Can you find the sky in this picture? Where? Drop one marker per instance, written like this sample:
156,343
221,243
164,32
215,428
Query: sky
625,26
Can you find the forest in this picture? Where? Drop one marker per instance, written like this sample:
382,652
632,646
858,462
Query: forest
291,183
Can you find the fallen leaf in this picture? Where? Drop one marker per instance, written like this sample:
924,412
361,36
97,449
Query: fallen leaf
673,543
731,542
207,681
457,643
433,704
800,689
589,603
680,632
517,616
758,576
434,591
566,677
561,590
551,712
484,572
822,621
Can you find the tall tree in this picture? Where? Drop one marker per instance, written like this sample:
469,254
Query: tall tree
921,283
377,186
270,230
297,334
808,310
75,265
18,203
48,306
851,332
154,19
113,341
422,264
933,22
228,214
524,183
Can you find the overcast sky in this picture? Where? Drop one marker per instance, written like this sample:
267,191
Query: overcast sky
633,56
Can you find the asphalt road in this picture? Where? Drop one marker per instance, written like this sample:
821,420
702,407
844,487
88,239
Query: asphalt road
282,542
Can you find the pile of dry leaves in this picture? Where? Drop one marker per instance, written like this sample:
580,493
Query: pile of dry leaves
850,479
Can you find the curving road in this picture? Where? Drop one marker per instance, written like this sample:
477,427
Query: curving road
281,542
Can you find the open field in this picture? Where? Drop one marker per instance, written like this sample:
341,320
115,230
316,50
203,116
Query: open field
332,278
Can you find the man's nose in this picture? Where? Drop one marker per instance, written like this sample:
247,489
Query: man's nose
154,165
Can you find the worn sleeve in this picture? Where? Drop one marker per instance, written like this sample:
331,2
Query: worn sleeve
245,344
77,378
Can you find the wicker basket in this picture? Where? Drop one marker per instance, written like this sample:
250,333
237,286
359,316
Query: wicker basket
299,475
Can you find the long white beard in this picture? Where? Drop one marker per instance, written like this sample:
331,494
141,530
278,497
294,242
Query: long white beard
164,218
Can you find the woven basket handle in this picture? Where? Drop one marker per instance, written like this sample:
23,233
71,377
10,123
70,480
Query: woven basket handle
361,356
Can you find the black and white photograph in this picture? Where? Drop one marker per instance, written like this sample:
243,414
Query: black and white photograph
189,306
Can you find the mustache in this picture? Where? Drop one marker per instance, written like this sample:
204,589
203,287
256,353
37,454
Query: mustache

+ + + + +

→ **Task to carry out**: Please go through all the records above and change every "marker" to "point", leaving everything else untouched.

→ **Correct output**:
Can you find the sky in this picture? Where? Drop one point per instance, written like this sample:
156,343
221,243
164,32
215,428
Query: sky
625,26
Can you find the forest in this picture? Where? Drop one point per instance, written like this sample:
382,652
632,646
858,462
Query: forest
291,183
Can you find the fallen leaf in this picture? Where? Drop one point per instance, written like this sample:
924,412
361,36
97,449
Query: fallen leaf
673,543
731,542
207,681
457,643
433,704
800,689
589,603
680,632
517,616
758,576
434,591
566,677
561,590
551,712
484,572
822,621
Can you find the tall tree in this picture? Where? Drop one point per instance, written like this sample:
469,254
Query: tall tree
921,283
377,186
270,230
297,334
808,310
75,265
18,203
48,306
851,332
154,19
113,341
422,264
933,22
228,214
524,183
Can you find the overcast sky in this picture? Where? Drop one point per instance, written like this sample:
267,191
Query: overcast sky
633,56
Can you find the asphalt road in this picture? Where? Drop one point per instance, written like this sample:
821,420
702,407
844,487
88,239
Query: asphalt road
282,542
Can you find the pile of dry leaves in this picture? Where? Drop one point per instance, written like this sample:
580,493
Query: pile of dry leaves
850,479
Can you find the curving road in this picture? Where? Drop one point per instance, written like this sample:
477,427
Query: curving road
281,542
Can you find the open field in this picture? Where? Drop one point per instance, written like this sample:
341,320
115,230
316,50
203,116
Query: open field
332,278
Can you find the man's nose in this picture? Where? Drop one point per instance, written like this sample:
247,489
Query: man's nose
154,165
Can you find the worn sleeve in this picture? Where? Drop one point per instance, written like this sample:
331,2
Query: worn sleeve
245,344
77,378
Can you find the wicker basket in this picture? Where? Drop one point per instance, written like this sample:
250,333
237,286
359,316
Query: wicker basket
299,475
Can you find the long white beard in this picture? Where? Drop one point per instance, written like this sample:
331,494
141,530
278,497
294,242
Query: long white beard
164,218
Can you find the woven basket handle in this picture? Where? Drop one point per instance, written like this sample:
23,233
71,377
10,123
70,480
Query: woven basket handle
361,356
Can you find the black and white photograph in this picture? Where? Drop one point per instance, written like this sample:
243,414
Query: black and white photograph
189,306
Can you find the mustache in this picture? Where? Drop one point per instance, written like this sample:
204,589
203,287
256,353
37,454
Query: mustache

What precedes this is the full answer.